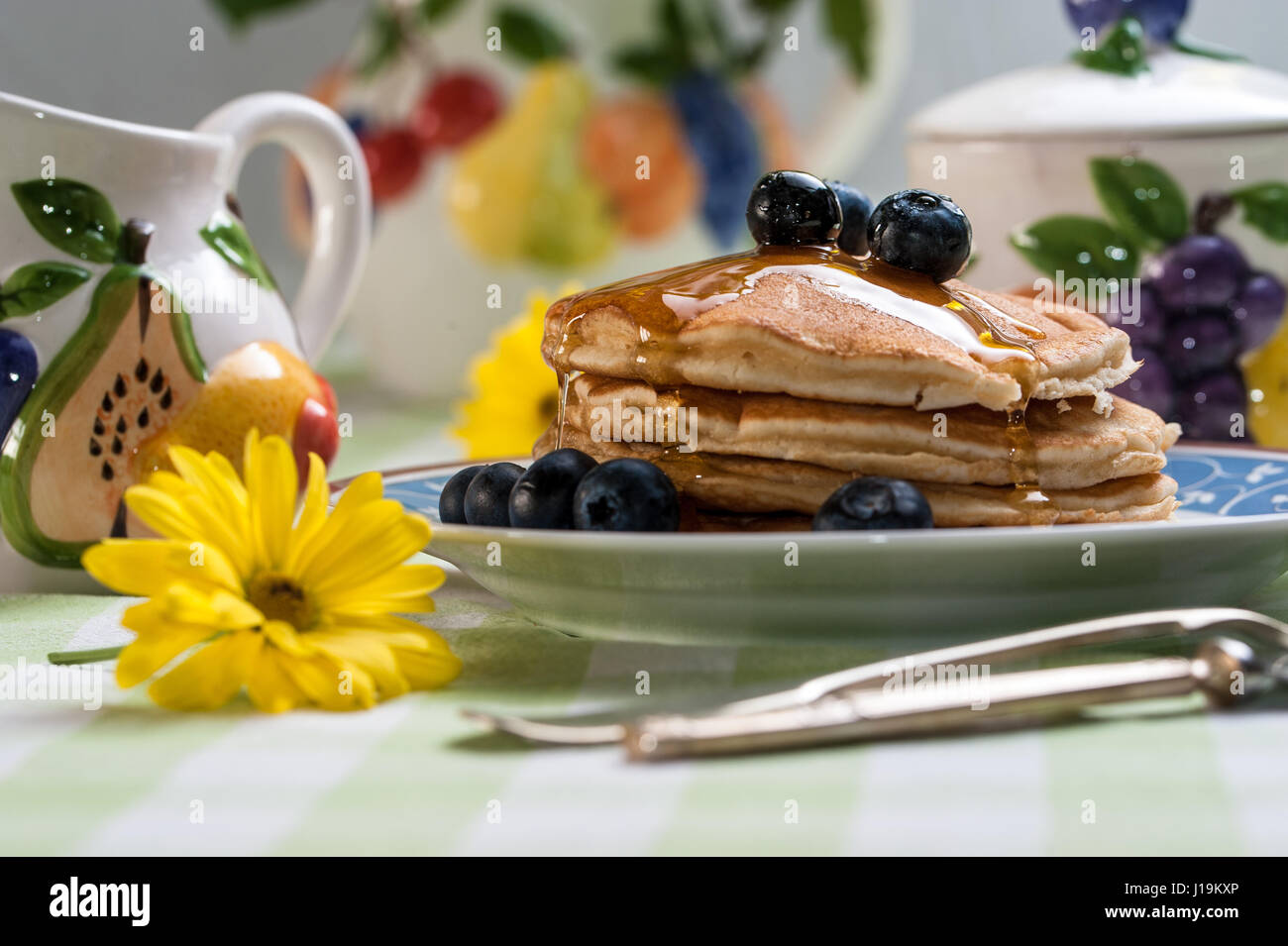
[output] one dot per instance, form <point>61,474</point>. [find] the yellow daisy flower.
<point>295,607</point>
<point>513,394</point>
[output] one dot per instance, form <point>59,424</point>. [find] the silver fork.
<point>870,700</point>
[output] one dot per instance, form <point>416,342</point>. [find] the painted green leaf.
<point>385,39</point>
<point>73,216</point>
<point>850,26</point>
<point>241,12</point>
<point>677,29</point>
<point>1122,52</point>
<point>649,64</point>
<point>1265,206</point>
<point>1141,198</point>
<point>434,11</point>
<point>528,37</point>
<point>1078,248</point>
<point>38,286</point>
<point>228,239</point>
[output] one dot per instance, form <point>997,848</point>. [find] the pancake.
<point>758,485</point>
<point>1074,447</point>
<point>791,332</point>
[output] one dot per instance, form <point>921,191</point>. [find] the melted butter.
<point>661,302</point>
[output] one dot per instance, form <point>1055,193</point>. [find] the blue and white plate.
<point>1229,540</point>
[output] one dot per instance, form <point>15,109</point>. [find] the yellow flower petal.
<point>366,653</point>
<point>211,676</point>
<point>270,482</point>
<point>312,515</point>
<point>149,567</point>
<point>150,652</point>
<point>428,670</point>
<point>403,581</point>
<point>385,537</point>
<point>330,683</point>
<point>270,687</point>
<point>284,639</point>
<point>343,576</point>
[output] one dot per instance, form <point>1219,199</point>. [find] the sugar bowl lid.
<point>1179,95</point>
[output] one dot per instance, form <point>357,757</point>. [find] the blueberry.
<point>1199,344</point>
<point>542,497</point>
<point>1257,309</point>
<point>855,210</point>
<point>1150,385</point>
<point>487,501</point>
<point>1158,17</point>
<point>626,495</point>
<point>451,501</point>
<point>17,376</point>
<point>1138,314</point>
<point>1202,270</point>
<point>793,209</point>
<point>921,231</point>
<point>724,141</point>
<point>1207,405</point>
<point>874,502</point>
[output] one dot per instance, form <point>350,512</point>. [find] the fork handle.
<point>938,708</point>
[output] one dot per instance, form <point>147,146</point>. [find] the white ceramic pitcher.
<point>80,193</point>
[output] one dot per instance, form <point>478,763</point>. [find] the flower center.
<point>279,597</point>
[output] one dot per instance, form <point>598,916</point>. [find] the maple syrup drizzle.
<point>660,302</point>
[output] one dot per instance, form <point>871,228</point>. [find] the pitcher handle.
<point>342,202</point>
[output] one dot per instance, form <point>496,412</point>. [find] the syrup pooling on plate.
<point>660,302</point>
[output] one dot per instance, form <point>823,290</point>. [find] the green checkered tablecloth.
<point>412,777</point>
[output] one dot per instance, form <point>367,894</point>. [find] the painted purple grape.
<point>1150,385</point>
<point>1207,404</point>
<point>1199,344</point>
<point>1158,17</point>
<point>1257,309</point>
<point>1199,270</point>
<point>17,376</point>
<point>1138,314</point>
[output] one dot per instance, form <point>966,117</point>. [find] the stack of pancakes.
<point>793,389</point>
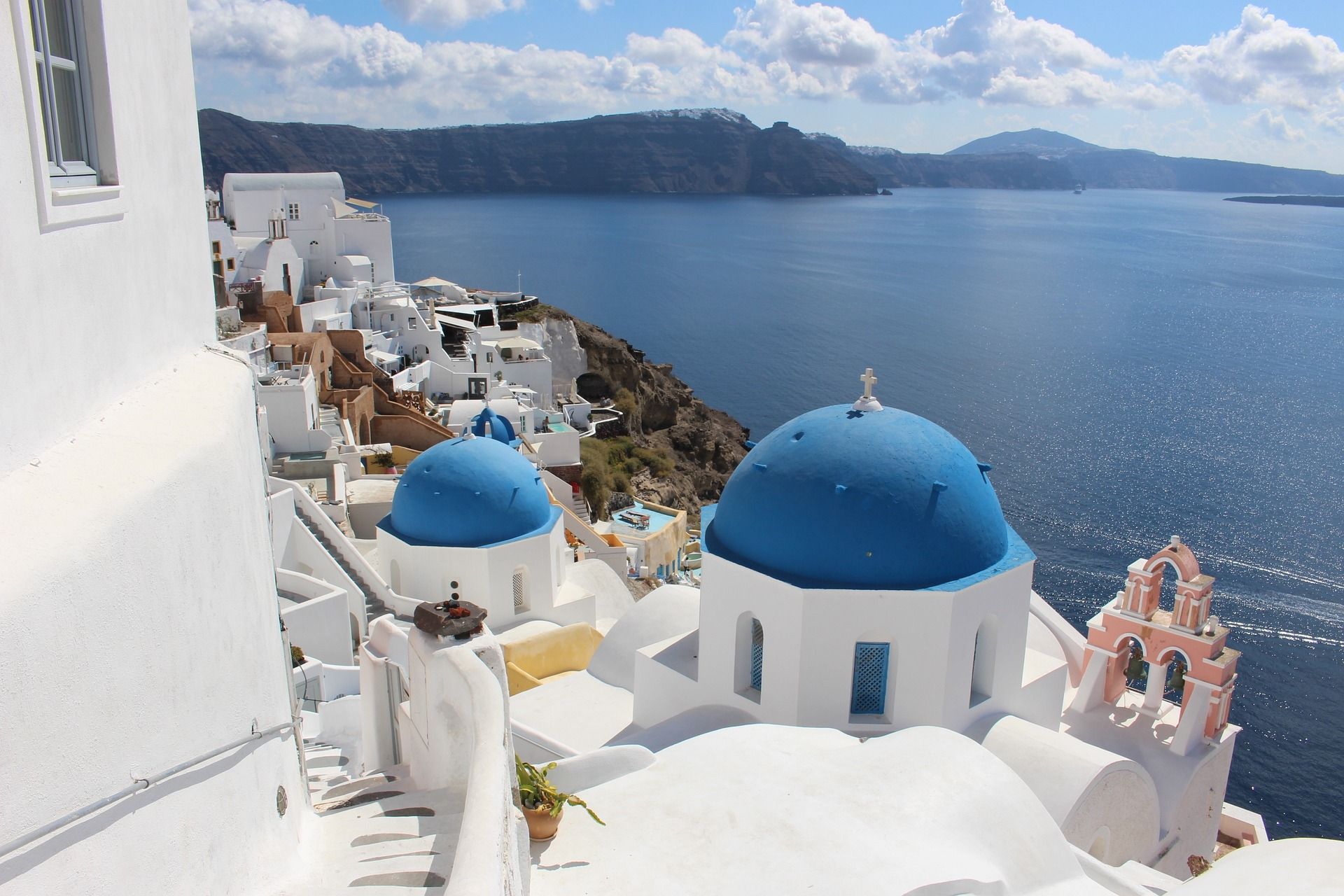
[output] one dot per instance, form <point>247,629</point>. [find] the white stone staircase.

▶ _GIVEN PROBLEM_:
Reproduce all of the items above word for word, leaving out the pictures.

▶ _ANSWER TO THIS PROBLEM_:
[output] one dot per instance, form <point>61,474</point>. [find] the yellow daisy flower.
<point>295,607</point>
<point>513,394</point>
[output] one dot per instance, form <point>59,424</point>. [find] the silver fork.
<point>870,700</point>
[output] one dot per instance, form <point>416,342</point>. [find] the painted green leaf.
<point>385,39</point>
<point>73,216</point>
<point>850,26</point>
<point>241,12</point>
<point>677,29</point>
<point>1122,52</point>
<point>649,64</point>
<point>1265,206</point>
<point>1141,198</point>
<point>434,11</point>
<point>528,37</point>
<point>1078,248</point>
<point>38,286</point>
<point>228,239</point>
[output] one dot per instance, form <point>997,848</point>. [find] the pancake.
<point>758,485</point>
<point>1074,447</point>
<point>791,332</point>
[output] one dot per instance, form <point>921,191</point>. [find] the melted butter.
<point>661,302</point>
[output] one dot per instance, form <point>1055,193</point>. [find] the blue and white plate.
<point>1229,540</point>
[output] one dot per instance, form <point>15,109</point>. [find] the yellow flower petal.
<point>366,653</point>
<point>211,676</point>
<point>270,482</point>
<point>312,515</point>
<point>149,567</point>
<point>150,652</point>
<point>428,670</point>
<point>403,581</point>
<point>385,537</point>
<point>330,683</point>
<point>270,687</point>
<point>284,639</point>
<point>343,576</point>
[output] one dot per instance, form <point>1219,199</point>. [find] the sugar bowl lid.
<point>1179,95</point>
[output] one dot per instance, form <point>357,757</point>. [find] the blueberry.
<point>1199,344</point>
<point>542,497</point>
<point>1257,309</point>
<point>855,210</point>
<point>1150,385</point>
<point>487,501</point>
<point>1158,17</point>
<point>626,495</point>
<point>451,501</point>
<point>17,376</point>
<point>1138,314</point>
<point>1202,270</point>
<point>793,209</point>
<point>921,231</point>
<point>724,141</point>
<point>1207,405</point>
<point>874,502</point>
[output] one dot per instance, form <point>350,512</point>. [find] the fork handle.
<point>938,708</point>
[output] one dot per instance, form <point>147,146</point>. [find] the white ceramic pitcher.
<point>80,193</point>
[output] one dot per instance, form <point>478,763</point>. [find] the flower center.
<point>279,597</point>
[output] one dot per instance, form <point>598,916</point>. [find] the maple syrup drizzle.
<point>660,302</point>
[output] one dot per instance, form <point>871,228</point>. [find] the pitcher handle.
<point>342,202</point>
[output] one dot per instance, form <point>496,412</point>. [find] the syrup pooling on plate.
<point>660,302</point>
[output] one dot per instance, form <point>823,290</point>. [find] the green checkered tablecloth.
<point>412,777</point>
[output] one dot per instance, form <point>367,894</point>. [find] the painted purple grape.
<point>1150,385</point>
<point>1207,404</point>
<point>1199,344</point>
<point>1158,17</point>
<point>1257,309</point>
<point>1199,270</point>
<point>17,376</point>
<point>1138,314</point>
[output] one dot per instance, form <point>966,117</point>. [find] the stack of pancakes.
<point>793,389</point>
[output] one dot per instance, form <point>247,629</point>. [find] the white stone staircase.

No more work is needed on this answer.